EXERCISE A |
Pick out every line in the records that contains the word "blue".

┌─ TEXT SECTION

The Buddha answered, "You care about the dog because in his previous life, he was your father and because you care for him he loves you too."
The merchant did not believe the Buddha and asked Him, "How can you prove that he is my father?"
"His mind was attached to his wealth. When you were young, he was greedy that he might lose his wealth. So he decided to keep his wealth somewhere. Because of his attachment to his wealth and after his death, he was born as a dog in your house. He normally won't leave his place where he has sat in past life. If you don't believe, go back and ask him where he has kept his wealth.
In the Anuradha Sutta - SN 22.86, The Buddha says:
…….."Very good, Anuradha. Very good. Both formerly & now, it is only stress that I describe, and the cessation of stress."
The ending of stress is what Buddhists should work towards, whether one is a Mahayanist or a Theravadin. In some quarter of the Theravada tradition, the subject of literal rebirth is not even considered to be the teaching of the Buddha as the ending of stress resulting in no further rebirth is the final aim for them.
Of course, rebirth is an important subject for the Mahayanist, as without rebirth the doctrine of the Boddhisattva Ideals and vows would be made redundant and so would be the whole tradition itself.
But to be able to go into such details on the consequence of karma and the resultant kind of rebirths that follows sounds rather speculative and debatable however enlightened the Venerable happens to be.
A human lifespan is rather short and it would be best to concentrate one’s time on the purification of our morality, purification of our mind through meditation and at the same time work towards the realization of non self and emptiness.
Getting sidetracked on such speculative topic and details on what one could turn out to be in our next life may made for interesting reading, but it is in no way going to help one in the attainment of the main objective on what Buddhism is trying to teach us.
If a married couple gets divorced and each one remarries, then according to the law of cause and effect, their bodies will be cut in half after they die. This is because when they were alive, they had two relationships. So after they die, their karmic retribution manifests.

└─
┌─ DATASET CONTENT

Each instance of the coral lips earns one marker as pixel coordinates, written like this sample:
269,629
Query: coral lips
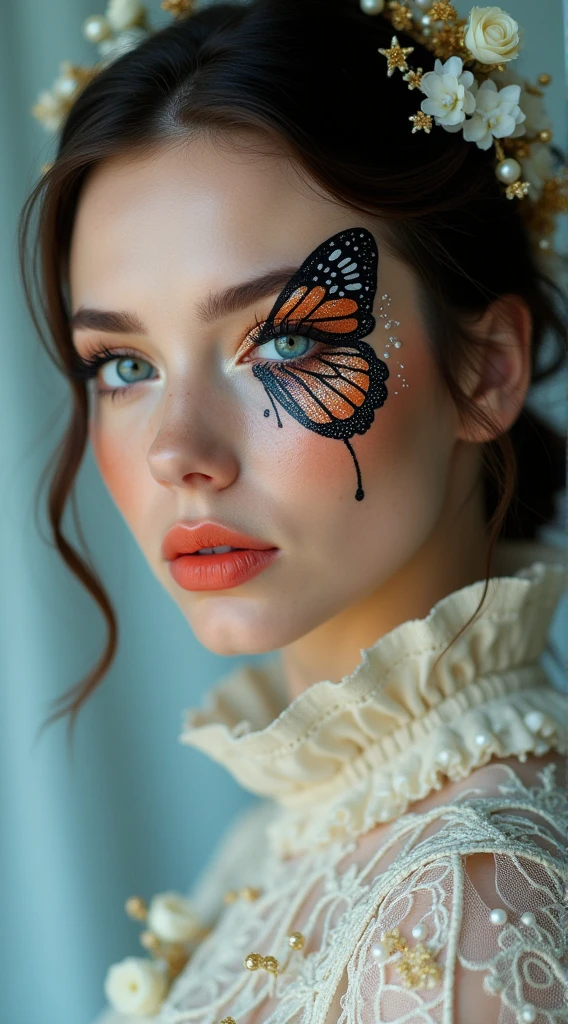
220,570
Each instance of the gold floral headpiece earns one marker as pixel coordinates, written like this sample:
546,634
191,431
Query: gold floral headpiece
122,28
471,90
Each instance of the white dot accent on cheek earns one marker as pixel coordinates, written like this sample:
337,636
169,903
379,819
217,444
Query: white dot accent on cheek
498,915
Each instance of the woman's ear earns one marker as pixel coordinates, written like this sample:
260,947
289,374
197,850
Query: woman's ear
498,377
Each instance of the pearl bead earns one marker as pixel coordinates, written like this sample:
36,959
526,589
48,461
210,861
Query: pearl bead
483,739
380,952
509,171
372,6
534,720
491,984
497,916
96,28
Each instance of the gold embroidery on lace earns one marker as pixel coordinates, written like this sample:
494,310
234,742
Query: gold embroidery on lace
417,964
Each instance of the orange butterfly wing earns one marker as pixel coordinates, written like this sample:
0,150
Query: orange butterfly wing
337,390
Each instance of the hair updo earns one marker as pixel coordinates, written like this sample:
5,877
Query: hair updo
307,75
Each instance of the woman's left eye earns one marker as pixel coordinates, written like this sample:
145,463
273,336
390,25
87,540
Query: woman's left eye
287,346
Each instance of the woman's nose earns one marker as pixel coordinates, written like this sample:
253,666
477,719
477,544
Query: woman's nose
195,444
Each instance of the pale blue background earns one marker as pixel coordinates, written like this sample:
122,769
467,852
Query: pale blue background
135,811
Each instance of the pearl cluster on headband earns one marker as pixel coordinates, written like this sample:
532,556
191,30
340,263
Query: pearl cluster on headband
471,89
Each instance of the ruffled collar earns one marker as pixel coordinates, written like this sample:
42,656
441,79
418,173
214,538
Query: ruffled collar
344,756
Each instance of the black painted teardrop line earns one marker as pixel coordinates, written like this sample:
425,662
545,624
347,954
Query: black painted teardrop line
359,494
273,407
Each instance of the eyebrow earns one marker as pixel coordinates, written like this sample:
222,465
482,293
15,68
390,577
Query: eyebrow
215,306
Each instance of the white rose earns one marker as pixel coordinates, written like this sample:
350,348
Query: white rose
136,985
172,918
123,14
496,115
49,110
491,36
112,49
447,90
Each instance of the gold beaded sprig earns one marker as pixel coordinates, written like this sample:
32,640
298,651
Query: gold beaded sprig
248,893
256,962
417,964
177,8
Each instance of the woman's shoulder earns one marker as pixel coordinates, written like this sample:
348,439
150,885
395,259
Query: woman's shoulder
236,862
467,919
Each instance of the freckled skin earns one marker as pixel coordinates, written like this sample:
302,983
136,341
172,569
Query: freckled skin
157,236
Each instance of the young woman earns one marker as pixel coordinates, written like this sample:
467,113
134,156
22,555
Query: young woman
302,334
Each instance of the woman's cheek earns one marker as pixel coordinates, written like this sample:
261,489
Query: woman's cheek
117,465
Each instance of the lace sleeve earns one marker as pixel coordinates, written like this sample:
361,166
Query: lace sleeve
469,938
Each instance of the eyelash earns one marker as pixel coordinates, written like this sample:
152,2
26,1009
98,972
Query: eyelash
86,368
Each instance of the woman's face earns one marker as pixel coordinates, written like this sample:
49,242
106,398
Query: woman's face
192,433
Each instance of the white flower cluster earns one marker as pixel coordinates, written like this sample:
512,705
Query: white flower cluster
459,102
453,93
137,985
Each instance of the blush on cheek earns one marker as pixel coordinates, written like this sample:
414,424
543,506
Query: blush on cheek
117,468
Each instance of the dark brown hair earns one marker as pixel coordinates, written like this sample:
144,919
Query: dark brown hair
307,75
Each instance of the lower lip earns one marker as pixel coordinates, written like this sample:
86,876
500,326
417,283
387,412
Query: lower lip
220,571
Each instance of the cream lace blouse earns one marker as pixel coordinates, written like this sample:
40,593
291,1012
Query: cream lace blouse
413,828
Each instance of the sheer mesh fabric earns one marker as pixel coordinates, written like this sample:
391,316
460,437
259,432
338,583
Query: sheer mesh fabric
494,841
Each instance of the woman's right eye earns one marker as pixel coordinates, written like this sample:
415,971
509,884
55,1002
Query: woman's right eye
125,370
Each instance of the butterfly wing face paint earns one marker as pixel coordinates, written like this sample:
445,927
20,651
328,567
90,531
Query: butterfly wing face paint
336,391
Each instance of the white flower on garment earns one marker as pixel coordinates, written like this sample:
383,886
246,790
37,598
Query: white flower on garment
447,90
136,985
172,918
496,114
491,36
123,14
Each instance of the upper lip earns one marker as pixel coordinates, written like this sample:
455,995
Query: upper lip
185,538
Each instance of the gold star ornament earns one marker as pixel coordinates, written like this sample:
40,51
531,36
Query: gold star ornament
517,190
413,78
396,56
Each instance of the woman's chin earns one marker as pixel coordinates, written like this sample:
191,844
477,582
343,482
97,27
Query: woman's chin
229,636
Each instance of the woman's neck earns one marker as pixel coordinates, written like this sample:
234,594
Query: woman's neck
453,556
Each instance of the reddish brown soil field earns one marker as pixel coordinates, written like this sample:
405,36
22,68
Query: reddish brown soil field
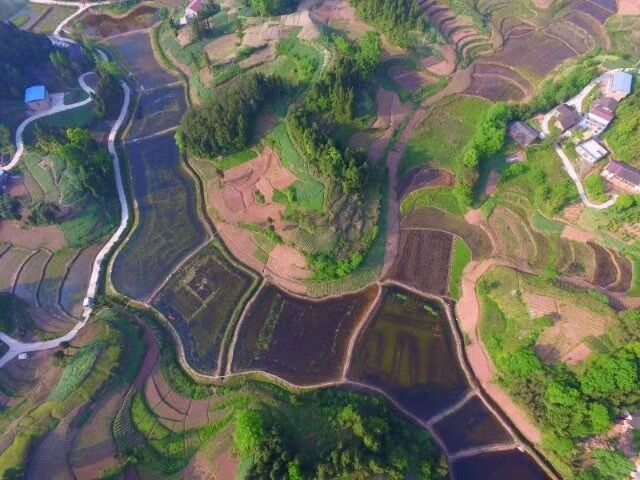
103,25
302,341
409,79
494,89
50,237
424,177
536,53
474,236
606,272
591,9
626,273
423,262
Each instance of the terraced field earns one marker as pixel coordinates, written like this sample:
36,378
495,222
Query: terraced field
202,301
305,342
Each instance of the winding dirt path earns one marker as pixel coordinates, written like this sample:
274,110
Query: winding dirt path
468,314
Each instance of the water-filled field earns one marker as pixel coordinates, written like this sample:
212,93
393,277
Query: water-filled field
201,300
302,341
408,351
169,227
473,425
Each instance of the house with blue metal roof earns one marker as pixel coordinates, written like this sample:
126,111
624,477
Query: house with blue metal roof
619,85
37,98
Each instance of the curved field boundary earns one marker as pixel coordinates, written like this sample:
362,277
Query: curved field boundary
15,348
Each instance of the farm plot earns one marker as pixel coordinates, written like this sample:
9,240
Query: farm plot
564,341
494,88
302,341
29,279
159,110
424,258
103,25
201,301
169,226
136,53
473,425
437,141
408,351
536,54
424,177
508,464
11,261
475,237
74,287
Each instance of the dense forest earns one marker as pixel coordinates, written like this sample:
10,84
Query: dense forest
225,125
344,436
398,19
20,52
90,164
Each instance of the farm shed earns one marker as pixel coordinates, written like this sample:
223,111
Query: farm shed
618,85
591,151
523,134
37,99
598,119
623,176
567,117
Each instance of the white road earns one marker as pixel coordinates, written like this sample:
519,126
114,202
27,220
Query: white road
576,102
16,347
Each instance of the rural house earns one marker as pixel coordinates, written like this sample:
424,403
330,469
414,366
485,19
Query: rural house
591,151
607,104
192,10
567,117
37,99
618,85
597,120
623,176
522,133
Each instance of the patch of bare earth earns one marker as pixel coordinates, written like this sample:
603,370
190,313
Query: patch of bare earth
576,234
235,202
446,66
391,113
560,342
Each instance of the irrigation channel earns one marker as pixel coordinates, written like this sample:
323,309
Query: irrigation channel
478,439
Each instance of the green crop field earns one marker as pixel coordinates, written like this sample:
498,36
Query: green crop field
459,260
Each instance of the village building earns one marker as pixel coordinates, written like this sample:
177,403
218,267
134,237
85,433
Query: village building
591,151
523,134
623,176
607,104
192,10
567,117
618,85
597,120
37,99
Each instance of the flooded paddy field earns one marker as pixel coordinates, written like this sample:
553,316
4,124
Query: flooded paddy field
103,25
201,300
473,425
305,342
408,351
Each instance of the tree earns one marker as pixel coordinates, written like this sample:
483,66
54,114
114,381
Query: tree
369,53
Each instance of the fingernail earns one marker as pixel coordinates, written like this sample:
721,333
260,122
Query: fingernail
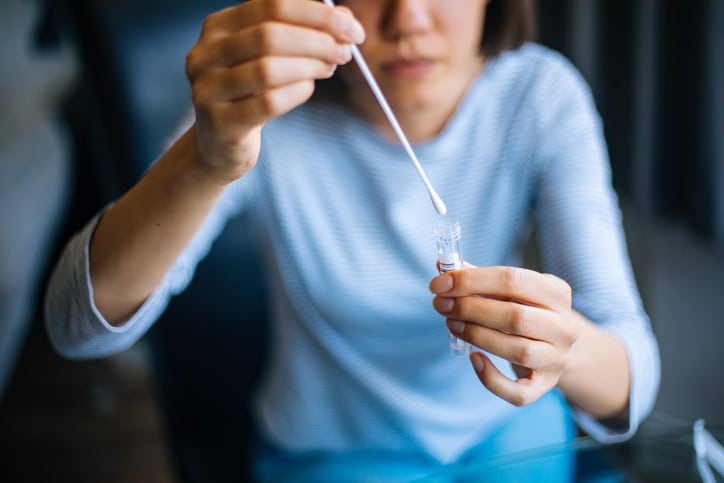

└─

EXERCISE B |
Decide whether each statement agrees with the text on rebirth. Answer yes or no, and quote the deciding words of the text.
(i) The merchant believed what the Buddha told him about the dog.
(ii) In the Anuradha Sutta, the Buddha says he describes only stress and the cessation of stress.
(iii) The text calls rebirth an unimportant subject for the Mahayanist.

FULL OUTPUT A |
Each instance of the pale blue background earns one marker as pixel coordinates, written like this sample:
Query: pale blue background
Each instance of the house with blue metal roof earns one marker as pixel coordinates, written like this sample:
Query: house with blue metal roof

FULL OUTPUT B |
(i) No: "The merchant did not believe the Buddha"
(ii) Yes: "it is only stress that I describe, and the cessation of stress."
(iii) No: "rebirth is an important subject for the Mahayanist"